• Directions for this task: Reproduce the stretch of records from the line containing "Each instance receives exactly one keypoint. Tag the drinking" through the end of the records, substituting "rapeseed flower" for "canola flower" and keeping everything else the same. Omit the pictures from your answer.

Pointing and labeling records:

==*==

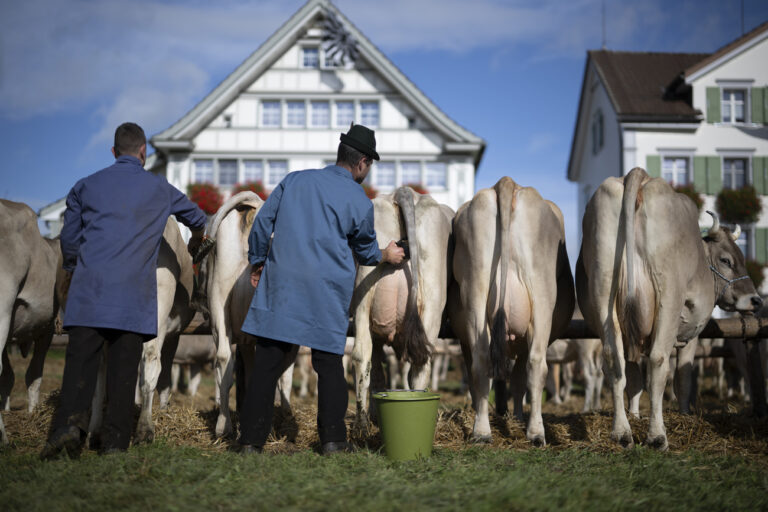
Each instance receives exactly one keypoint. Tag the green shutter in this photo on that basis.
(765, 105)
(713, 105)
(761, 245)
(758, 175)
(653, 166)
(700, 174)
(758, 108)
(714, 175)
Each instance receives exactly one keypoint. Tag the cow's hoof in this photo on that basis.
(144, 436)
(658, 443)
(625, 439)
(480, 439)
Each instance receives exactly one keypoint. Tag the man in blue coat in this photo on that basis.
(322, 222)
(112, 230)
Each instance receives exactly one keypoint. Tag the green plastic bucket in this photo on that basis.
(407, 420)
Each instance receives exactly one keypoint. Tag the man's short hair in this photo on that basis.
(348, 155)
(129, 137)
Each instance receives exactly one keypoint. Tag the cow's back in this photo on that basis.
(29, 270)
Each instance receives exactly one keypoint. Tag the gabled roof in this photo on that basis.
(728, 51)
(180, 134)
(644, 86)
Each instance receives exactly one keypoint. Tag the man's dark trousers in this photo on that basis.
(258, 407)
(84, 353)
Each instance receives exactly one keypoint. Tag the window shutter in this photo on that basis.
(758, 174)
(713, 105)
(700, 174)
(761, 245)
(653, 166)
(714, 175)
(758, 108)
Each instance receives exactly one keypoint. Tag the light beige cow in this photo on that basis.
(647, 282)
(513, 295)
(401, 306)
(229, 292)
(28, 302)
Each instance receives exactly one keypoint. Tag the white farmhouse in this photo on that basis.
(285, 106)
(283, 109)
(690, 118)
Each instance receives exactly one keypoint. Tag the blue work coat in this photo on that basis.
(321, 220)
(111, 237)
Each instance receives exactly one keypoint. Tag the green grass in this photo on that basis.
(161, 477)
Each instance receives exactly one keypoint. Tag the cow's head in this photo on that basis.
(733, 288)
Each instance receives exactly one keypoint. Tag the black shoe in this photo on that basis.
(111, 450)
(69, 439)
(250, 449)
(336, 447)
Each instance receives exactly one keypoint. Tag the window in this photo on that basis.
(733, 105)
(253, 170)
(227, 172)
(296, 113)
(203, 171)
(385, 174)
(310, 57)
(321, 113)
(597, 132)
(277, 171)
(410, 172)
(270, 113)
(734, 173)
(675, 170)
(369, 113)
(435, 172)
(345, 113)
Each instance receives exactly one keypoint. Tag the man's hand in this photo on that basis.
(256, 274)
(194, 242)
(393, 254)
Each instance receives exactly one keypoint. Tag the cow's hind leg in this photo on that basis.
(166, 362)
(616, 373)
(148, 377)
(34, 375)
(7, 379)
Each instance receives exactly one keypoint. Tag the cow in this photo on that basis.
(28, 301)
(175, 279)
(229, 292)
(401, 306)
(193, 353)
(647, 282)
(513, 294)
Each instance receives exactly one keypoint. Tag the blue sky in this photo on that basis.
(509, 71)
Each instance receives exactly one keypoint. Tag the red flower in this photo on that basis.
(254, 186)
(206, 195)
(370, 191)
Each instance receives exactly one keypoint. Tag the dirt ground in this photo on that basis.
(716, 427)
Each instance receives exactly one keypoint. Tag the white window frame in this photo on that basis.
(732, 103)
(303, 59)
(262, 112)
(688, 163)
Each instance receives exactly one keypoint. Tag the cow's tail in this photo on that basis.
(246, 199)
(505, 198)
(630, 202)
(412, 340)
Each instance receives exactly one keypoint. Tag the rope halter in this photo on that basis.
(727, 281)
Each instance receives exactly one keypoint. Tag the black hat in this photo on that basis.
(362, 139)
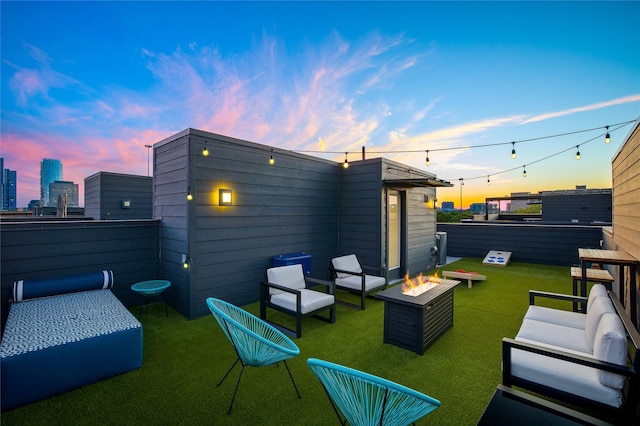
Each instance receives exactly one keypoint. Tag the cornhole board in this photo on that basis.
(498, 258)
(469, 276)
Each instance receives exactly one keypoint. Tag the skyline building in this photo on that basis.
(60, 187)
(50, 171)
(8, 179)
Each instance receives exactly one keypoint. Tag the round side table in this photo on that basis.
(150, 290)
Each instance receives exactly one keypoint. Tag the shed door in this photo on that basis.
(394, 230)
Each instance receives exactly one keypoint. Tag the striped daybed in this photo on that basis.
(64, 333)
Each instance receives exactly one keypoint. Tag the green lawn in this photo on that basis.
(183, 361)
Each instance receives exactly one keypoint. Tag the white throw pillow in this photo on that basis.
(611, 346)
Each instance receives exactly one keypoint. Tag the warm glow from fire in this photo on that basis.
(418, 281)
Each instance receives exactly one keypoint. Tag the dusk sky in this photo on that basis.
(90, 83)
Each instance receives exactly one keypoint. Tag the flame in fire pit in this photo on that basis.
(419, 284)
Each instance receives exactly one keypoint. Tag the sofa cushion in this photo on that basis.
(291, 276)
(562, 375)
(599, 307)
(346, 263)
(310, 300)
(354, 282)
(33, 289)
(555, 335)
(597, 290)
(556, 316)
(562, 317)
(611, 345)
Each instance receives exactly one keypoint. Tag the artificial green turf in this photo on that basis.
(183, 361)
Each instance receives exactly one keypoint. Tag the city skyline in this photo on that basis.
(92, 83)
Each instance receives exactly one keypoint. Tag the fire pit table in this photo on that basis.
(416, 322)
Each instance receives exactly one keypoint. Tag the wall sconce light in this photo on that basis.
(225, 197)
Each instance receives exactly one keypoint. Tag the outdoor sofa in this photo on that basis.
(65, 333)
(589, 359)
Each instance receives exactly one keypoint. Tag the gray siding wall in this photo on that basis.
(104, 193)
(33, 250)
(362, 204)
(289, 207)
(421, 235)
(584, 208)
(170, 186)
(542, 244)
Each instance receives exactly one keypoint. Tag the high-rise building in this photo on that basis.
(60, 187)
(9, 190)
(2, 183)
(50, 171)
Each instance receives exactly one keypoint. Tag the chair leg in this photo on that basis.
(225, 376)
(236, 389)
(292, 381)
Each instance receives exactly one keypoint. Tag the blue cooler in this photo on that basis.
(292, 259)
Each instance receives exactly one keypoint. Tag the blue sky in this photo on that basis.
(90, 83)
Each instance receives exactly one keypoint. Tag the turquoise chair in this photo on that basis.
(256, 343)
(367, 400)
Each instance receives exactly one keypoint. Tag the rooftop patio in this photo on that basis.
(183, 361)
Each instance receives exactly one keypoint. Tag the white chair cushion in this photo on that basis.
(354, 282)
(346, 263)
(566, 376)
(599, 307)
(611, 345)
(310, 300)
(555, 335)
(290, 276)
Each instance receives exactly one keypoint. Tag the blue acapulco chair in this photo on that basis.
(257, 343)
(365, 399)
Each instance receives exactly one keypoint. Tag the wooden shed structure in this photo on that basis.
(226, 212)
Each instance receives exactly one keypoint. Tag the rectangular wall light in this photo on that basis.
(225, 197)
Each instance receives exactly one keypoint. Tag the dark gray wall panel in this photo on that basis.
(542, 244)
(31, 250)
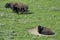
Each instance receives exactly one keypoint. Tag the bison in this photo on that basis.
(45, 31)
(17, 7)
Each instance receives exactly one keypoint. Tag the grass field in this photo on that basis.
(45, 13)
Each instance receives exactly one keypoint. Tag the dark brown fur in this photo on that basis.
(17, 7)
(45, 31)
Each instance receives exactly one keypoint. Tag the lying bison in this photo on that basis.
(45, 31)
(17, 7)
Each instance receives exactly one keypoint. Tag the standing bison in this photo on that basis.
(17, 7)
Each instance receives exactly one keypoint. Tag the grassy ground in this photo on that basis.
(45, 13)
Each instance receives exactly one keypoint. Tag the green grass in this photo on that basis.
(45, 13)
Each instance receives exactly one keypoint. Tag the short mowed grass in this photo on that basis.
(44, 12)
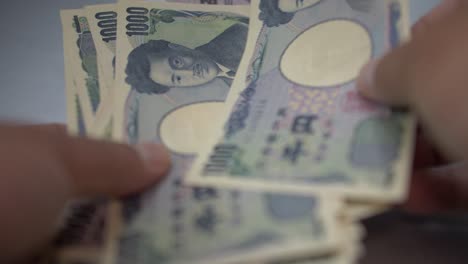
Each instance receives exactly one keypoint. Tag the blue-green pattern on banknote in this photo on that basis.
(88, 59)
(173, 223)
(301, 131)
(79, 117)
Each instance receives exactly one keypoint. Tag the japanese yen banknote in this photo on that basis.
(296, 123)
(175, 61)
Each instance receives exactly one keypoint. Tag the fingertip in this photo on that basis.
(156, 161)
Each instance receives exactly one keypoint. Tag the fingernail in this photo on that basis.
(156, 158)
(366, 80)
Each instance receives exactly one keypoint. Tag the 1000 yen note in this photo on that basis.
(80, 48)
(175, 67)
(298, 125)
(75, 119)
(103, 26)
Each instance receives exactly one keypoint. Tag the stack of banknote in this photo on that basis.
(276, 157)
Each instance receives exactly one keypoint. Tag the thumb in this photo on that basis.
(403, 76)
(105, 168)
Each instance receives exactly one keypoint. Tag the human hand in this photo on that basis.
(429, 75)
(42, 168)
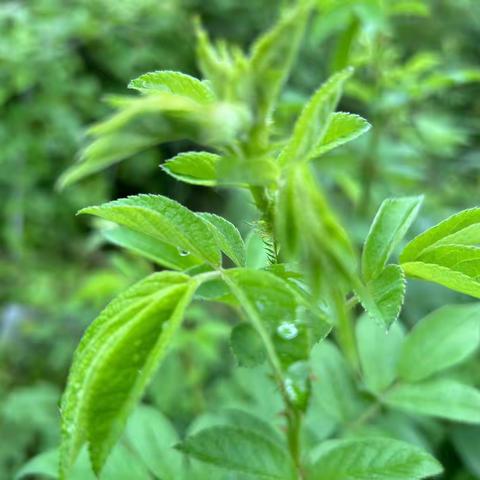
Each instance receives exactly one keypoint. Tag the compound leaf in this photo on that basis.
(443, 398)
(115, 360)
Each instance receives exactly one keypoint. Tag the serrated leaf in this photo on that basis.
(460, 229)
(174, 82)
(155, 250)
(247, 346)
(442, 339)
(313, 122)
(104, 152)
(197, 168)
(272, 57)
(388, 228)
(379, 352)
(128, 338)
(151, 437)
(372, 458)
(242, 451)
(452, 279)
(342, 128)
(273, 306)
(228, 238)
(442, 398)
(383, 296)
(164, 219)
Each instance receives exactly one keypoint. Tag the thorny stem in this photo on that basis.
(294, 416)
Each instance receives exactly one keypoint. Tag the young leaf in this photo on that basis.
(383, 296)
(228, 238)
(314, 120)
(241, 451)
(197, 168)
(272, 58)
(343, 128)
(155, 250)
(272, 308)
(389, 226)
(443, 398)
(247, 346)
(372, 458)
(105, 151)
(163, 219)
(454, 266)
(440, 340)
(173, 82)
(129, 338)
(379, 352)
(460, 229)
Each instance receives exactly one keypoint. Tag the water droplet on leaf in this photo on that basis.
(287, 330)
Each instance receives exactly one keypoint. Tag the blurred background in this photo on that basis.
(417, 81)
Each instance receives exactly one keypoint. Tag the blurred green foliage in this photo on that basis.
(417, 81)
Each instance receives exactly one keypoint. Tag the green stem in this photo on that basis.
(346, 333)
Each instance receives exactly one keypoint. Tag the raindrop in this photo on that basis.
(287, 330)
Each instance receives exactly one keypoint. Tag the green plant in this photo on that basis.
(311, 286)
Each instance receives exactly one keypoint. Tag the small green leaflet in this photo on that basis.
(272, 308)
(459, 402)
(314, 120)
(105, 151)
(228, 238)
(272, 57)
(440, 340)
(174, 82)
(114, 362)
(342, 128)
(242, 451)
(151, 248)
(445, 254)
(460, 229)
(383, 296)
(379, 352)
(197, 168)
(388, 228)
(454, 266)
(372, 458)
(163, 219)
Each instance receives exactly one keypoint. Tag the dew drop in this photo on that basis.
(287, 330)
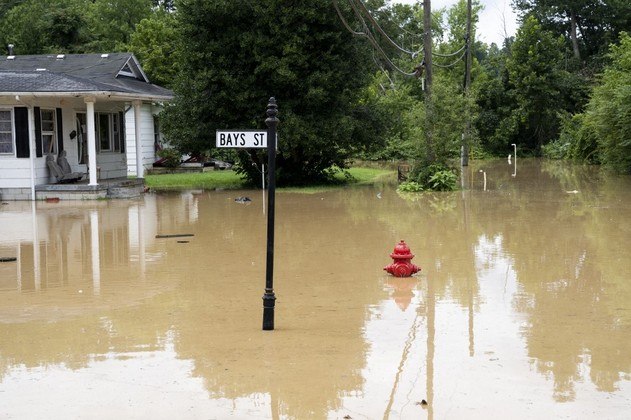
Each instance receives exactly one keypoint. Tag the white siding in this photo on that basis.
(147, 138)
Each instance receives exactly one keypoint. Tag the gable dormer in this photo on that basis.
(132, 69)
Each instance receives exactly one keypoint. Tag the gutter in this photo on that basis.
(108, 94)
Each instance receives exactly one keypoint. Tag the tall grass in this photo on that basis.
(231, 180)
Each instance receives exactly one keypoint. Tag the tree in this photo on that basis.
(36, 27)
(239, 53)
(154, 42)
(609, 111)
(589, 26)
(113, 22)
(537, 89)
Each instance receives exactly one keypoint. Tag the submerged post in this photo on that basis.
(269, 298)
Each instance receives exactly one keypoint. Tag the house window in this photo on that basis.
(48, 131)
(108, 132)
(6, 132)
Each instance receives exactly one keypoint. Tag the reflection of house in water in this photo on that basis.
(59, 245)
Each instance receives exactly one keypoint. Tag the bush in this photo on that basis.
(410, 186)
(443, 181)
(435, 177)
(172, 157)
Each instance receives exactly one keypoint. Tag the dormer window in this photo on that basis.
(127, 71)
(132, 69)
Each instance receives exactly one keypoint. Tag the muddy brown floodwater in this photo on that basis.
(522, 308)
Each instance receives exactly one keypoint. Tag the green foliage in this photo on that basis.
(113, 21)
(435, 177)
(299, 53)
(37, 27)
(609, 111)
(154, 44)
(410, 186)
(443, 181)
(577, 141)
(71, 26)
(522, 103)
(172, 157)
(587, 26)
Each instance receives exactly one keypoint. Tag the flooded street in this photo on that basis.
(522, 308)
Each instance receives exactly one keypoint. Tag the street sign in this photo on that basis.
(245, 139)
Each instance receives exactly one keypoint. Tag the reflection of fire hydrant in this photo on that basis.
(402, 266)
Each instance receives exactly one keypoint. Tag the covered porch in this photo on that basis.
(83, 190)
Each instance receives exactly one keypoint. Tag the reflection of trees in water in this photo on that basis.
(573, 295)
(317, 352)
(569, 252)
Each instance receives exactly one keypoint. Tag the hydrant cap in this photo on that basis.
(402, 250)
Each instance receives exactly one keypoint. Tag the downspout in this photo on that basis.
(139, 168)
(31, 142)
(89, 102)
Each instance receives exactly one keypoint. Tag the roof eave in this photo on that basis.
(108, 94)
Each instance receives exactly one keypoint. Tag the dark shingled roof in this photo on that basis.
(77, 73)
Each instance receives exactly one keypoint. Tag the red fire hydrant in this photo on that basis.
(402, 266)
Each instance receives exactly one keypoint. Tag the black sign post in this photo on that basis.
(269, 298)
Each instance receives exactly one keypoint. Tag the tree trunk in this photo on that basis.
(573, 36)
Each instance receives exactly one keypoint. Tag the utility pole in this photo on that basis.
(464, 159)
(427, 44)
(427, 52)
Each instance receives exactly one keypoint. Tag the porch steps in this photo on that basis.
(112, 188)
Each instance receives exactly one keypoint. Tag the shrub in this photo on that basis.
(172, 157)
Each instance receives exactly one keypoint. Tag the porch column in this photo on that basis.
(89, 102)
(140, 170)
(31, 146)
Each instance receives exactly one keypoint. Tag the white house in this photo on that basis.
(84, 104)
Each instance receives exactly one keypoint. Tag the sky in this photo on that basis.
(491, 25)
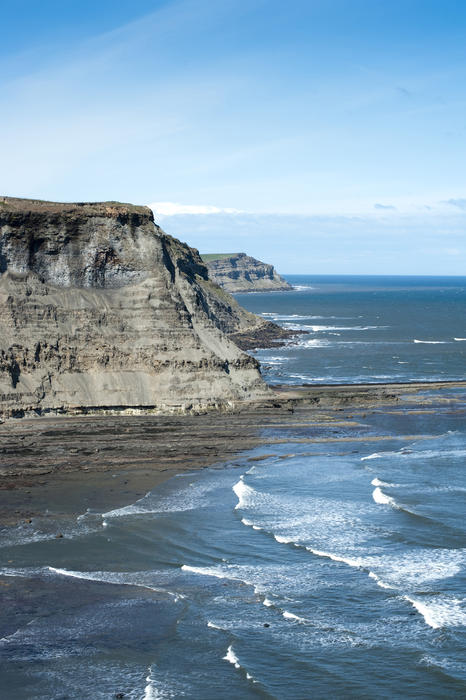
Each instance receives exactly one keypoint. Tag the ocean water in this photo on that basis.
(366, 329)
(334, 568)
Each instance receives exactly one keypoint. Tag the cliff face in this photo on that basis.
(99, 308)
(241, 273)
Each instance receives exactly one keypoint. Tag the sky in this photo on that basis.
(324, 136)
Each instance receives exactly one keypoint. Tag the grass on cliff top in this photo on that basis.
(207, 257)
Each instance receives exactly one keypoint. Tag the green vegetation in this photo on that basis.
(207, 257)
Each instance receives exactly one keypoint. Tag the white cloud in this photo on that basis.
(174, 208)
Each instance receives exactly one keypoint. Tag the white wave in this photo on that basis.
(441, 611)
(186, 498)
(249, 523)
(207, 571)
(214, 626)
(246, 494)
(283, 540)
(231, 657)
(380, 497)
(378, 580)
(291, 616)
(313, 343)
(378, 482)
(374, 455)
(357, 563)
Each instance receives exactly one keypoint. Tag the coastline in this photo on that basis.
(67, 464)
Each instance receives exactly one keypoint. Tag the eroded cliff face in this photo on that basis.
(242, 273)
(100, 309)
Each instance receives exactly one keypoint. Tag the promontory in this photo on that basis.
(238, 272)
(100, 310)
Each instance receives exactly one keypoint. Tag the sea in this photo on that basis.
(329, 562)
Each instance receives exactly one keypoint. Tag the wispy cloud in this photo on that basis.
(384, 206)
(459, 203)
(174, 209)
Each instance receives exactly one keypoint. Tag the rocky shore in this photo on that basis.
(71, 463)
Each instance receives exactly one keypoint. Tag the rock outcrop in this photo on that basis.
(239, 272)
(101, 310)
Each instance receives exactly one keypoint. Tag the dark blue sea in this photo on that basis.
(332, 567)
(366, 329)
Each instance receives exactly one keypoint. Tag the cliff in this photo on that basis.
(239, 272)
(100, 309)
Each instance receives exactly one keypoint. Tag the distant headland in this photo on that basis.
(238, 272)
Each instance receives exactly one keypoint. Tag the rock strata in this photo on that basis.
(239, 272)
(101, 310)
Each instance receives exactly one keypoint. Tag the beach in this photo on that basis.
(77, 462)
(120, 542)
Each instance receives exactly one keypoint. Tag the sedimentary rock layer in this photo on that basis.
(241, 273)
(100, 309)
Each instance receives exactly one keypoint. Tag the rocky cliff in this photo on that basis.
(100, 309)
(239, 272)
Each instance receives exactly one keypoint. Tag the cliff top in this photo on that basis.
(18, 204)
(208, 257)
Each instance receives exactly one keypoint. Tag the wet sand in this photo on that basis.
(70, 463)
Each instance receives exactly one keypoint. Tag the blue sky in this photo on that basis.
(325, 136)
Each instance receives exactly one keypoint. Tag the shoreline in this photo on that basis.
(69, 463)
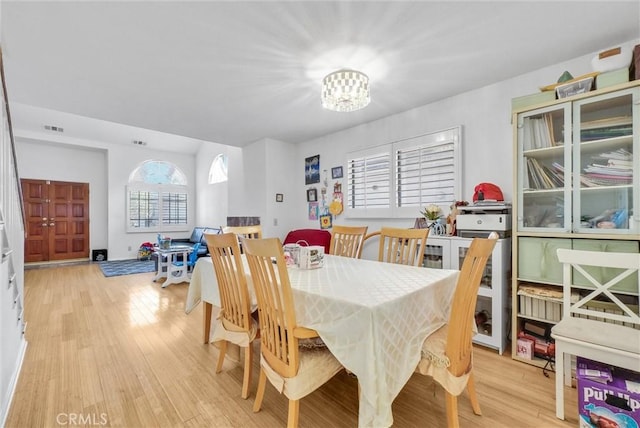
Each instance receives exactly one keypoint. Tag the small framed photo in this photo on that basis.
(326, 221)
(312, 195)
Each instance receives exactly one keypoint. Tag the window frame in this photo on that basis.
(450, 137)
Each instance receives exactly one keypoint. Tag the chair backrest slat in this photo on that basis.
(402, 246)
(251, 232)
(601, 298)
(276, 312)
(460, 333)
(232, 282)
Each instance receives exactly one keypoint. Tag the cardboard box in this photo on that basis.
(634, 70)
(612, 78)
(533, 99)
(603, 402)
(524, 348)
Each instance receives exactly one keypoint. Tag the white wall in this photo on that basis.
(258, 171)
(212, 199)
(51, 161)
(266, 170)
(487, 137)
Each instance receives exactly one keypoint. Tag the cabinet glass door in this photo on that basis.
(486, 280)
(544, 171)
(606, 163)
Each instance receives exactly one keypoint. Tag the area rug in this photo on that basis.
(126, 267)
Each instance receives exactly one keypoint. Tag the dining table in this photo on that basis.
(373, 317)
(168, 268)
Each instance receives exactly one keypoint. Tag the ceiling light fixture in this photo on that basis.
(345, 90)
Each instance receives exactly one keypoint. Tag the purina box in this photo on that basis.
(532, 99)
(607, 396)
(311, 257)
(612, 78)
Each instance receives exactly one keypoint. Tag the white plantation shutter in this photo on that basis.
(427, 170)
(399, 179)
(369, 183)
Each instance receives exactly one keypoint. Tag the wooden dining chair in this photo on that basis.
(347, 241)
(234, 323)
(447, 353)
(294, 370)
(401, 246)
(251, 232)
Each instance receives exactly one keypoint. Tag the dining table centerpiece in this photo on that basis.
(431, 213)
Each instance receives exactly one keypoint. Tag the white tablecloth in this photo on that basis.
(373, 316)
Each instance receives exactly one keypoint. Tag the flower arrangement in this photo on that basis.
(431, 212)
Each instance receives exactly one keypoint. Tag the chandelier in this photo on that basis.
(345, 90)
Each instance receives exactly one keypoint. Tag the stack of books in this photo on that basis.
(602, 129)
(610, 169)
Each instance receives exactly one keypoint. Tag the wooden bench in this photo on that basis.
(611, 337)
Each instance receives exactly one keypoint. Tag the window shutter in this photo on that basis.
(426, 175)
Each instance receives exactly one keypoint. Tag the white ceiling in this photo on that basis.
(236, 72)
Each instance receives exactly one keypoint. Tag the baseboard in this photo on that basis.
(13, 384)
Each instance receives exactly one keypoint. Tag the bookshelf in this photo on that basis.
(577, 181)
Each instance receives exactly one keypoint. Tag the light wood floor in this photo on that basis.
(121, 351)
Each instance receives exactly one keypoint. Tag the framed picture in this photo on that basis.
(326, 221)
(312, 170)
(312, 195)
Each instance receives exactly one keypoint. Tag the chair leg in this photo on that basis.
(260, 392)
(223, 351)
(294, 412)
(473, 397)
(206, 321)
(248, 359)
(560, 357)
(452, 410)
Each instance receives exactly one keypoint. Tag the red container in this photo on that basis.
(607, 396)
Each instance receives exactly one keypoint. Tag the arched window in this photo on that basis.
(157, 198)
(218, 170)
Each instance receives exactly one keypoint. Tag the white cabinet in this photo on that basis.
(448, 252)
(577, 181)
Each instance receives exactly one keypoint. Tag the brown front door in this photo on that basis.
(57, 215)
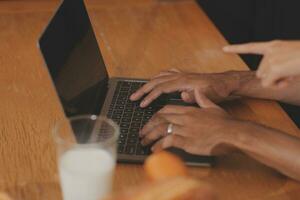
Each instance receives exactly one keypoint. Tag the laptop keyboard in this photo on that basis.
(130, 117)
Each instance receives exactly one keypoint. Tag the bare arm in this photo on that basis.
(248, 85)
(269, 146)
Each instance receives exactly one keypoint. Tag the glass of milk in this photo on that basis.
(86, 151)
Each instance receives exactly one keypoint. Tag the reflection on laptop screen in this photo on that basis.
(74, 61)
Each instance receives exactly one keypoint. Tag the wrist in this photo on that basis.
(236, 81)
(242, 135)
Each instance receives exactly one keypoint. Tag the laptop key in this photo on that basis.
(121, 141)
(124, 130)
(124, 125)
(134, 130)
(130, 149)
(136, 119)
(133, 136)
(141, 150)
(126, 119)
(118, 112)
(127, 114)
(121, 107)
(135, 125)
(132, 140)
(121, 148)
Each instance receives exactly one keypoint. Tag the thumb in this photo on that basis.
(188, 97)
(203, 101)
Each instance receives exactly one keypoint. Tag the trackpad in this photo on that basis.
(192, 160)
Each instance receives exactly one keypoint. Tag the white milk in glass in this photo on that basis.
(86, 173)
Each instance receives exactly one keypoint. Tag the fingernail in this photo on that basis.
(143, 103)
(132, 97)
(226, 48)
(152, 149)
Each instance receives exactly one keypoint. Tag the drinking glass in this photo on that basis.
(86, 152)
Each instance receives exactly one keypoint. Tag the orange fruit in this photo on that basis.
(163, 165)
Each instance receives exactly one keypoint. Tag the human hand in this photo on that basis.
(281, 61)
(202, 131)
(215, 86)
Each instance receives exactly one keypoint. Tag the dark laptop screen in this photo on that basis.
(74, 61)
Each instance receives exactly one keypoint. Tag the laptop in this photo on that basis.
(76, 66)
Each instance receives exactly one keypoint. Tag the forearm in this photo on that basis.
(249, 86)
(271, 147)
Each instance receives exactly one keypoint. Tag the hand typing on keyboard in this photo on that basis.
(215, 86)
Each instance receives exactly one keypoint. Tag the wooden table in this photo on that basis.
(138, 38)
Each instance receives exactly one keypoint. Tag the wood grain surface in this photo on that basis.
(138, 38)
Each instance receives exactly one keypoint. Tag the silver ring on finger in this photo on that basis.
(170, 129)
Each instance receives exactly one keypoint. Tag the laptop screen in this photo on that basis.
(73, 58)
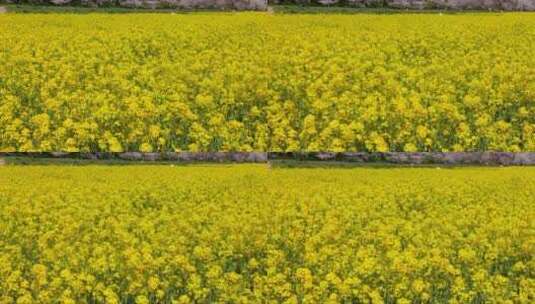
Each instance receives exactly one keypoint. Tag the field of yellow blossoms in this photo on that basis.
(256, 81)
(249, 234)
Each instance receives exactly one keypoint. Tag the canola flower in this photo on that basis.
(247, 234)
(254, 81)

==*==

• Answer for this exercise:
Each instance receives exactly one keypoint. Tag the drinking glass in this photo on that basis.
(86, 152)
Each instance receives exactly one keypoint. Tag the orange fruit in this photo on that basis.
(163, 165)
Each instance receives exactly one keypoint. Tag the human hand in this photo on that basis.
(281, 61)
(202, 131)
(215, 86)
Each instance receives exactly one keypoint. Tag the dark laptop screen in this photo on that basis.
(74, 61)
Each instance receives exactly one keypoint. Tag the laptop in this photo on that basis.
(76, 66)
Each instance receives exactly one keypoint. Tag the forearm in this photo on that basis.
(249, 86)
(271, 147)
Each instance receives exactly one keypoint. Tag the hand typing on keyboard in this photo on that basis.
(215, 86)
Each instance receives exactly one keypoint. Tag the wooden table in this photo on that basis.
(138, 38)
Each instance receives exactly one keypoint. Tag the wood grain surface in this photo on that basis.
(138, 38)
Each instance receives exactly one keypoint. Tag the silver ring on finger in this photo on that basis.
(170, 129)
Each instance receives exactly one keypoint. Tag the laptop screen in this photo on that basis.
(73, 58)
Each instance receives exactly one keypoint. Tag the field of yellow blossoms in this photo on that basis.
(256, 81)
(249, 234)
Each instance receives exactly one keypoint. Tag the rapeseed flower in this photo on that basis.
(247, 234)
(254, 81)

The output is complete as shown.